» **Short task**:
Reproduce nothing but the closing run of lines: the line with "Q: Give the pixel coordinates of a point on the dead" and each line that follows it to the end of the data.

**** Recorded data

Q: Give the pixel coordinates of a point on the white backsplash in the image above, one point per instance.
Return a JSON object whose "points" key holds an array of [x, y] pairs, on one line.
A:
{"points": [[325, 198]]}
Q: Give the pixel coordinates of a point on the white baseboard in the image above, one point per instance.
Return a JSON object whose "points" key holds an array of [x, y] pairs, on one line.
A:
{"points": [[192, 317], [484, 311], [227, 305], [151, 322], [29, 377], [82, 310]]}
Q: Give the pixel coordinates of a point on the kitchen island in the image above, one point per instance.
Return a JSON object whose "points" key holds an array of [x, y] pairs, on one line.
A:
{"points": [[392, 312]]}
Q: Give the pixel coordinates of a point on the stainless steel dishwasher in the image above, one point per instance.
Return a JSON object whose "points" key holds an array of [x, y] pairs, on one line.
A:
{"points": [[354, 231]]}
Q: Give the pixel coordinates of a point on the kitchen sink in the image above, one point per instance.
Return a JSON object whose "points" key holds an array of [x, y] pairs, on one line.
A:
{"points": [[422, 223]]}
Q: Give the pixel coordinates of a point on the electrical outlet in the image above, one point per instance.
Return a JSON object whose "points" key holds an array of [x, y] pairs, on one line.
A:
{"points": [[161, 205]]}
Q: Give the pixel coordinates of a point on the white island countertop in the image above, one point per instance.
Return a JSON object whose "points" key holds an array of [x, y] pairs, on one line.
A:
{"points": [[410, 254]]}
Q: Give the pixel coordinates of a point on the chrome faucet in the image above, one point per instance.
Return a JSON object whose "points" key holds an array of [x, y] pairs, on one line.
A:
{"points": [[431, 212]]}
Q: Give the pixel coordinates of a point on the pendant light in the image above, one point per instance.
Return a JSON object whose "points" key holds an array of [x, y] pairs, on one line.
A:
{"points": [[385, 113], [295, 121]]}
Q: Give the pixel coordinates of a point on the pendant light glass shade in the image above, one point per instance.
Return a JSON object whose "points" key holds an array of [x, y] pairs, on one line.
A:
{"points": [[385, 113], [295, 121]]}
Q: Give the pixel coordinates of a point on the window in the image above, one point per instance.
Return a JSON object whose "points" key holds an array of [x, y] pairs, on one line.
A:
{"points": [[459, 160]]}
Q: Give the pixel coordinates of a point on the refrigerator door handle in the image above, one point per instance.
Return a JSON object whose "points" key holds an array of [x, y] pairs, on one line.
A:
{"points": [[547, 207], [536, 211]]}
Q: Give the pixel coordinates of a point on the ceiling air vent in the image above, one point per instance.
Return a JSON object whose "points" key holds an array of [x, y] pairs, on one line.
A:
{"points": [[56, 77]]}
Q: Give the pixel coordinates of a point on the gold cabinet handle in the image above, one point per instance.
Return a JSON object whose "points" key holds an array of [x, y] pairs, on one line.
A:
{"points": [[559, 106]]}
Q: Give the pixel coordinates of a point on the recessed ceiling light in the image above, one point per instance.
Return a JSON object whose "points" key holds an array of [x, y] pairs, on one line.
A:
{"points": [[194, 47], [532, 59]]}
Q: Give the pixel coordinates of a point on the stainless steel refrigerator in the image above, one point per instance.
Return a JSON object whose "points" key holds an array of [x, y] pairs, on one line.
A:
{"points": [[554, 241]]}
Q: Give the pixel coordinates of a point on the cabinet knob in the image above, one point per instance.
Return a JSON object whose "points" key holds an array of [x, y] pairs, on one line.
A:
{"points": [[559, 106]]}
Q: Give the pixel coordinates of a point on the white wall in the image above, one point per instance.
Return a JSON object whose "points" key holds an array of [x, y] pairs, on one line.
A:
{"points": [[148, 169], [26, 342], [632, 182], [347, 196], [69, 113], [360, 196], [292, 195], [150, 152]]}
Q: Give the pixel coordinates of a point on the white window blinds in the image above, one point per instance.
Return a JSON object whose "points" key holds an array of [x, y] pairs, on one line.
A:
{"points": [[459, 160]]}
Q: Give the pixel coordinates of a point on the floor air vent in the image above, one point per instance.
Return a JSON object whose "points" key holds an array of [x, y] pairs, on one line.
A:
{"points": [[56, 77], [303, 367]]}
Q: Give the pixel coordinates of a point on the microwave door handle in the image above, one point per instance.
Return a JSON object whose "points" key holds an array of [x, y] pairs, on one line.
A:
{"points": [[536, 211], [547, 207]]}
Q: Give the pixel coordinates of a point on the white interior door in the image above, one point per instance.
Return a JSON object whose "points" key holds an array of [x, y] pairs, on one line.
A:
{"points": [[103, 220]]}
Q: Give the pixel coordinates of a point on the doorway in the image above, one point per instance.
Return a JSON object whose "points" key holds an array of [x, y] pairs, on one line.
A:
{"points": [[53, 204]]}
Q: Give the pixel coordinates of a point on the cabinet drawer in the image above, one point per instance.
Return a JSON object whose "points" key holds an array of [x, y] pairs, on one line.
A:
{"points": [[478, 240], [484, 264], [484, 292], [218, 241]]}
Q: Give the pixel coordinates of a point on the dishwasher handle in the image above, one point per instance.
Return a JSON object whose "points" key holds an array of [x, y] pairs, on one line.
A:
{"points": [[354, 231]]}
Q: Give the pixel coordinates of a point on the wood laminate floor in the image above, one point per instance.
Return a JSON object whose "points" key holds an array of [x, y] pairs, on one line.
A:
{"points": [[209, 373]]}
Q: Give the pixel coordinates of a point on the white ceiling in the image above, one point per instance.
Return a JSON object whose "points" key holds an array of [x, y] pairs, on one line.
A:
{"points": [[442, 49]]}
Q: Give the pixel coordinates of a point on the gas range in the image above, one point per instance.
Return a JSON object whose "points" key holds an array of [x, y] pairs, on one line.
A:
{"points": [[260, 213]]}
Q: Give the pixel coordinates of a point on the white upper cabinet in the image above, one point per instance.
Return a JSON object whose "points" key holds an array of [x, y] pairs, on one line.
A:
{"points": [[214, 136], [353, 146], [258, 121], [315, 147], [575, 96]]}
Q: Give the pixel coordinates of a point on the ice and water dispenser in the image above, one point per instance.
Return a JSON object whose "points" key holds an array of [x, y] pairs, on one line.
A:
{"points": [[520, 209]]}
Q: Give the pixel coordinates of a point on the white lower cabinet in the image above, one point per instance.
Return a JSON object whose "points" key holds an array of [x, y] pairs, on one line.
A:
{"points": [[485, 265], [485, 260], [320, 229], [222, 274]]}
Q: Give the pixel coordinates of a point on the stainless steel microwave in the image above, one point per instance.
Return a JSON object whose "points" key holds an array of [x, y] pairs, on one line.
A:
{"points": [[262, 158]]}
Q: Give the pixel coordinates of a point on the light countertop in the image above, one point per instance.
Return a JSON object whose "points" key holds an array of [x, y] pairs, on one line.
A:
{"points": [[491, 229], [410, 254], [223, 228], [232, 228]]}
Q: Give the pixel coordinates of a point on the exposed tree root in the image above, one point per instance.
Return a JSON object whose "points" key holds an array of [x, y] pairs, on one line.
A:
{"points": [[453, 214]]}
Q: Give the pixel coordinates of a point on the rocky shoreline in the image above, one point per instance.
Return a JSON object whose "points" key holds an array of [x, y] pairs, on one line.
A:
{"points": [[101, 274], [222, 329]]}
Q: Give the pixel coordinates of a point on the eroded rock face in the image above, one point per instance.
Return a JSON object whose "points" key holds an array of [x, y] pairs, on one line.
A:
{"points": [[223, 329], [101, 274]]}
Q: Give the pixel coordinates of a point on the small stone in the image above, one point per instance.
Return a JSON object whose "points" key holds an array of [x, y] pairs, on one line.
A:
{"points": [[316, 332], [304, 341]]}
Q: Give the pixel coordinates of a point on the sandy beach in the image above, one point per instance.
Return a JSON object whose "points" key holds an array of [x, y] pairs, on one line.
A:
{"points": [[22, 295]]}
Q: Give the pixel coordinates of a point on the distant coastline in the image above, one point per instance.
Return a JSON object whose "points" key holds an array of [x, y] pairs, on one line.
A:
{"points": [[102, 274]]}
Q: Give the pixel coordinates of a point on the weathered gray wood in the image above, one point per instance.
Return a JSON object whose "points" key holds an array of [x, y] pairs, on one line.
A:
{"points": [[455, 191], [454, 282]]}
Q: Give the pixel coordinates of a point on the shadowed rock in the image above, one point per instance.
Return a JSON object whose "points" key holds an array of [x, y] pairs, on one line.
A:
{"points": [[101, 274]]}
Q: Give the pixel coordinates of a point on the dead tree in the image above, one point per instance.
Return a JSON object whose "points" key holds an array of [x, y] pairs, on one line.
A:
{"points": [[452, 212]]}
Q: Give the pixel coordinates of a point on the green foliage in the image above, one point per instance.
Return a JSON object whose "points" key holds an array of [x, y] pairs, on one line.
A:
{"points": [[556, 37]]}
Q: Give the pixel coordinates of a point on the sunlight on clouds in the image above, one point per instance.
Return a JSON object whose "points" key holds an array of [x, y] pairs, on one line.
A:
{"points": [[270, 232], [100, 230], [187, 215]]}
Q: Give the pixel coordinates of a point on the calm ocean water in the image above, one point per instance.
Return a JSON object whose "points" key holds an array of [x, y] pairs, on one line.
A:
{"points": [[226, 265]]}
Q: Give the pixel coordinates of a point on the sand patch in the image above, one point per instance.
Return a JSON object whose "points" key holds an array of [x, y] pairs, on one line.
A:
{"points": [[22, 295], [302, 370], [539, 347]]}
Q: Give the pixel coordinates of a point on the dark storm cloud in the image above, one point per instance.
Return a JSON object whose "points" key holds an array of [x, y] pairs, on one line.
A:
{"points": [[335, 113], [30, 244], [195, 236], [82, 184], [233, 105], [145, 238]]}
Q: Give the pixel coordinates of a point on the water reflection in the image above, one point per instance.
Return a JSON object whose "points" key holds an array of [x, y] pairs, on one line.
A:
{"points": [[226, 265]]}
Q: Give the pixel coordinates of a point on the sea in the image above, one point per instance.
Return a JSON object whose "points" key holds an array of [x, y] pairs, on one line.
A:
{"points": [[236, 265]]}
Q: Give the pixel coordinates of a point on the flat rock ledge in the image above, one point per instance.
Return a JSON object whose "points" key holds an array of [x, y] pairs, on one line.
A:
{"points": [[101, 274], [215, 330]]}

********

» **Correct output**:
Q: Give the pixel coordinates of a point on the dead tree in the image above, one point per instance.
Return a JSON object whose "points" key holds an array of [x, y] pairs, on one line.
A:
{"points": [[452, 212]]}
Q: Give the pixel coordinates of a point on the green foliage in the image above, one point per instance.
Return a JSON object whose "points" key holds an array of [x, y] pairs, on one line.
A:
{"points": [[556, 37]]}
Q: Give the pixel coordinates of a point on the sunlight on clouds in the image above, one point per instance.
Return a JSON object whose "points" key holds an array of [x, y] pairs, on one line.
A:
{"points": [[270, 232], [100, 230], [187, 215]]}
Q: Give the pixel coordinates of a point on the calm ocean water in the image above, one point per instance.
Return a JSON object whose "points" key holds an array of [x, y] pairs, on one line.
A:
{"points": [[226, 265]]}
Q: Give the pixel coordinates of a point on the sand patch in the image above, one point per instance.
Return a JSON object whose "points" key holds an array of [x, y] pairs, on one line.
A:
{"points": [[22, 295], [302, 370], [539, 347]]}
Q: Give the pixel coordinates of a point on the dark storm cloud in the image above, one point per instance.
Return a JSON object whose "points" key holds an array of [x, y] pairs, on one line.
A:
{"points": [[335, 113], [30, 244], [195, 236], [82, 184], [233, 105], [145, 238]]}
Q: Give the pixel coordinates of a point on the water reflection in the image above, one point per instance.
Return a JSON object whose "points" key holds an array of [x, y] pairs, on one line.
A:
{"points": [[226, 265]]}
Q: Give the pixel coordinates of a point on the sea in the image above, one point per instance.
Return a JSON object whose "points" key holds an array of [x, y] pairs, on one line.
A:
{"points": [[236, 265]]}
Q: Give the pixel coordinates of a point on the flat rock ledge in the image above, one point per instance.
Return a JSON object whose "points" key holds an array of [x, y] pairs, on one line.
A:
{"points": [[101, 274], [215, 330]]}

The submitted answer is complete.